Records excerpted from a collection:
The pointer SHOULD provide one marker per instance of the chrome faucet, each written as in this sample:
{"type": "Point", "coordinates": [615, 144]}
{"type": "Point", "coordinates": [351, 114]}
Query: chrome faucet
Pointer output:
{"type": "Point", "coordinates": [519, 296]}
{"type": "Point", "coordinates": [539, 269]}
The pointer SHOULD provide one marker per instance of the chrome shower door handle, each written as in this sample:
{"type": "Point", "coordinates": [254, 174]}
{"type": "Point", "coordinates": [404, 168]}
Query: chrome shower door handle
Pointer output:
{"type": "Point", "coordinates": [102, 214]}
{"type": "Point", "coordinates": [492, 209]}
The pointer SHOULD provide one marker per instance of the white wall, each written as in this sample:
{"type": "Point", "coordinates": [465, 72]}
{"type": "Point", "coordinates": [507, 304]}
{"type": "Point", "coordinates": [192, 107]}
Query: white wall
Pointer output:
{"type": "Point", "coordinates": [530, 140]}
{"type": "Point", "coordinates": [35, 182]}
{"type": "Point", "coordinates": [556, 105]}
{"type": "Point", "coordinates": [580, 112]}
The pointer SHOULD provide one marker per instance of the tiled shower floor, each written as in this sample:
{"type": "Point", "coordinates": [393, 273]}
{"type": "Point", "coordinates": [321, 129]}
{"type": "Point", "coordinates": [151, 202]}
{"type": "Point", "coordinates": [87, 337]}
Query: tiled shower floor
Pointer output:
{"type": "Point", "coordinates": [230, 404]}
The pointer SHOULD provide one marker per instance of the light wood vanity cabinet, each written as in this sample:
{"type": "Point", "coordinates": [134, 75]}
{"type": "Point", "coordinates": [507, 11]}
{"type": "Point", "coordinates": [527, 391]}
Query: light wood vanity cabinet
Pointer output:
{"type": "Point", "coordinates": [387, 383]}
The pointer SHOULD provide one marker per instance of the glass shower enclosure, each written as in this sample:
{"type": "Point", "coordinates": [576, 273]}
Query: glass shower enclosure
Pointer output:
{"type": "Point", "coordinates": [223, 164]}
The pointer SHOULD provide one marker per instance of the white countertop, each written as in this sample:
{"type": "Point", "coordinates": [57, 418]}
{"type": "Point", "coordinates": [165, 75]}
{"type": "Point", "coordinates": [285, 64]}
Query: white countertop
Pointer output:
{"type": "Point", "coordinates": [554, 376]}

**Exercise:** Copy out each line above, character for character.

**Exercise solution:**
The pointer SHOULD provide one marker per instance of the chrome faucet, each written as in this sample:
{"type": "Point", "coordinates": [615, 144]}
{"type": "Point", "coordinates": [351, 114]}
Query: chrome faucet
Pointer output:
{"type": "Point", "coordinates": [519, 296]}
{"type": "Point", "coordinates": [539, 269]}
The pointer SHOULD provide one marker per instance of the chrome shower door handle, each written as in this sample:
{"type": "Point", "coordinates": [254, 174]}
{"type": "Point", "coordinates": [404, 168]}
Query: chrome shower door handle
Pointer output:
{"type": "Point", "coordinates": [102, 214]}
{"type": "Point", "coordinates": [492, 209]}
The pointer SHOULD provide one marker per instance of the white wall, each written as in this sample:
{"type": "Point", "coordinates": [465, 72]}
{"type": "Point", "coordinates": [507, 304]}
{"type": "Point", "coordinates": [192, 107]}
Query: white wall
Pointer output:
{"type": "Point", "coordinates": [530, 140]}
{"type": "Point", "coordinates": [35, 182]}
{"type": "Point", "coordinates": [556, 105]}
{"type": "Point", "coordinates": [580, 112]}
The pointer SHOULD provide one marker per instance of the tiled shower floor, each written as in this sample:
{"type": "Point", "coordinates": [393, 273]}
{"type": "Point", "coordinates": [321, 129]}
{"type": "Point", "coordinates": [151, 202]}
{"type": "Point", "coordinates": [87, 337]}
Query: tiled shower floor
Pointer output:
{"type": "Point", "coordinates": [230, 404]}
The pointer SHOULD provide one marker per instance of the light wood vanity cabinet, each written as in this sample:
{"type": "Point", "coordinates": [134, 75]}
{"type": "Point", "coordinates": [507, 11]}
{"type": "Point", "coordinates": [527, 391]}
Query: light wood vanity cabinet
Pointer output:
{"type": "Point", "coordinates": [387, 383]}
The pointer SHOULD provide one marker per instance of the glass shower enclosure, each written as in this sample:
{"type": "Point", "coordinates": [576, 273]}
Query: glass shower enclosure
Pointer output:
{"type": "Point", "coordinates": [223, 164]}
The pointer SHOULD provide one marker per instance of the white countertop, each written as in this sample:
{"type": "Point", "coordinates": [57, 418]}
{"type": "Point", "coordinates": [165, 75]}
{"type": "Point", "coordinates": [285, 64]}
Query: white countertop
Pointer output:
{"type": "Point", "coordinates": [554, 376]}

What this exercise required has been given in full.